===== 文書本文 =====

1999年7月7日、ネジールくんが日本の小松空港に到着した。両親の悲痛な叫びからわずか3週間足らずで実現した来日だった。
果たしてネジールくんを救うことができるのか?そのバトンは病院のスタッフへと引き継がれることになった。
病室にやってきたネジールくんと両親の3人。白衣姿の河崎医師がネジールくんに笑顔で声をかける。
「やあ、こんにちわ」
が━━白衣の河崎医師を目にした途端ネジールくんは脅え出し、両親の後ろに隠れてしまった。
実はベオグラードの病院で、アルバニア人だということで医師たちからひどい扱いを受けたことがトラウマになっていたのだ。
そんなネジールくんを見て河崎医師は白衣を脱いだ。
「さあ、これでどうだい?」
するとようやくネジールくんも少しずつ安心するようになっていった。
「ハハ、よしよし」微笑む河崎医師。
かくして眼球摘出手術から4ヶ月ぶりの検査がおこなわれることになった。
ネジールくんの腫瘍は脳には移転していなかったが、予断を許さない状況であった。もしも腫瘍の進行をおさえられず、視神経乳頭まで達したら左目を摘出しなくてはならない。

=====

== 実行する課題 ==
ネジールくんの来日と治療についての文章を、最後の文の後から書き継いでください。

===== 記録された情報 =====

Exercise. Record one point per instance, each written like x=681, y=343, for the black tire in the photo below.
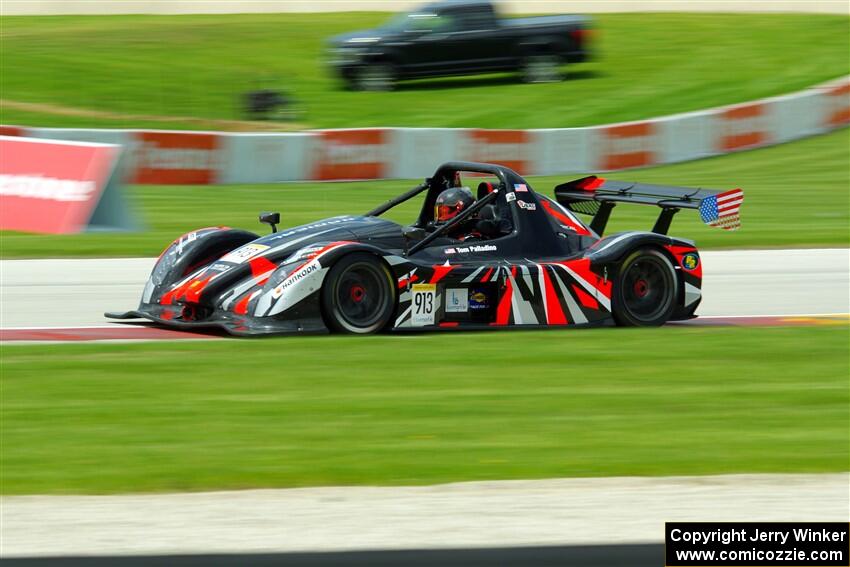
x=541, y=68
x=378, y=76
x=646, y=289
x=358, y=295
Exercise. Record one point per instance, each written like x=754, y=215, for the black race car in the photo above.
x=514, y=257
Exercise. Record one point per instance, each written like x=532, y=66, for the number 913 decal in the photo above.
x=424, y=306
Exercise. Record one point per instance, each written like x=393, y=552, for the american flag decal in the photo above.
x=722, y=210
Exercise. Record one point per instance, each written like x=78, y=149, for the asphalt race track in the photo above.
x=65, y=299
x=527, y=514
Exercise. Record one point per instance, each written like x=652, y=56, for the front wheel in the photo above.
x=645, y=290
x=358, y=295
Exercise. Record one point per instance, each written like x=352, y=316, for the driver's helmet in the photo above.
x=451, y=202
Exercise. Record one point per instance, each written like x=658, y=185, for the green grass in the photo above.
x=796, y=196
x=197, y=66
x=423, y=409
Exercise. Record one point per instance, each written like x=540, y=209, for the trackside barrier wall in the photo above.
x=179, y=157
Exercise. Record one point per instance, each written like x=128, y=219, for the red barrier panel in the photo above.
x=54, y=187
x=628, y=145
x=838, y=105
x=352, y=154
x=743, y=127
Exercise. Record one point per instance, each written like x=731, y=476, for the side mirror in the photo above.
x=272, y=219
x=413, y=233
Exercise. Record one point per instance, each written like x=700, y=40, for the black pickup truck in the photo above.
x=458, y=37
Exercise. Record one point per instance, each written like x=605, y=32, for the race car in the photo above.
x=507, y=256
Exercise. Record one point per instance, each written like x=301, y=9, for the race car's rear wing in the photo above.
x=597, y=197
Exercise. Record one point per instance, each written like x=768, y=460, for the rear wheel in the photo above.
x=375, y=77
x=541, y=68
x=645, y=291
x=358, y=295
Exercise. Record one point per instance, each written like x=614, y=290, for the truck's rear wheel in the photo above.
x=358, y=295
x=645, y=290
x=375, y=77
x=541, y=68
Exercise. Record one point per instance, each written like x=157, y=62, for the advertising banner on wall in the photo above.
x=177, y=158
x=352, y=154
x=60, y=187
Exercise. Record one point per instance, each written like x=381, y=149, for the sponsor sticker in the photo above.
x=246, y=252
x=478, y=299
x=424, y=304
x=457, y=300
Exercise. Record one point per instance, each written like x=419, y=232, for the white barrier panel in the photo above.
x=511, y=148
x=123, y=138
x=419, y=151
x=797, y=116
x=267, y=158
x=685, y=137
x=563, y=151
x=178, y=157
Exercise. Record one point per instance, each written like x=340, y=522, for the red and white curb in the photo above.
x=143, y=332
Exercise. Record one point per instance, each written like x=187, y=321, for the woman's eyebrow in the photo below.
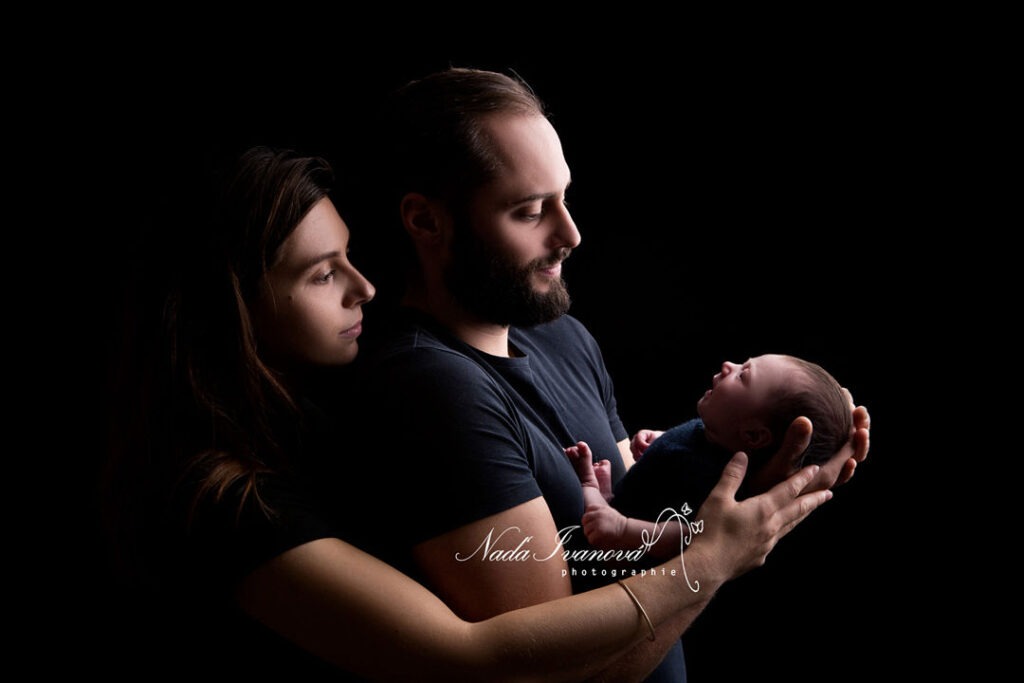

=====

== 課題の結果 ==
まずは抗ガン剤を投与し、腫瘍の進行を食い止める方法がとられた。しかしわずか3歳の体に抗ガン剤の負担は大きい。どんな治療にも耐えていたネジールくんだったが、副作用で髪の毛が抜け落ちたことを理解できずにショックを受けていた。
そんなネジールくんを励まそうと、片山直樹と上原純一は片山家でパーティーをおこなった。
食事の席。片山直樹は笑顔で語りかけた。
「ネジールくん、元気か?」
しかしネジールくんも両親も不安げな様子のままであり、どんよりした空気を振り払うことはなかなかできない。
そのときである。上原純一がとある行動を開始した。
「ネジール、よーく見るんだぞー」次の瞬間、なんと彼は自分のかぶっていたかつらをとって見せた。「俺だってね、こーんな頭してんだからね。ハハハ」
するとようやくネジールくんに笑顔が戻った。
「あ!ネジールが笑ったぞ!やったー!」狂喜乱舞する片山直樹と上原純一。
上原純一は当時を振り返っていう。
「元気づけてあげたいと思って、俺の最終兵器を出そうかなと思って。身を削って芸だったんだけど……。ネジールの髪の毛は薬がきいているだけなんだと、これからまた増えるから大丈夫って。で、ずらを取ったら大笑いしてくれて」
その後もネジールくんは金沢の人々のあたたかい愛情に包まれながら治療に耐えていった。
しかし、抗ガン剤の治療だけでは腫瘍をおさえることはできなかった。そこでレーザー治療がおこなわれることになる。
しかしレーザー治療は結果はすぐには出ない。ネジールくんの両親は再び不安な日々を過ごすことになった。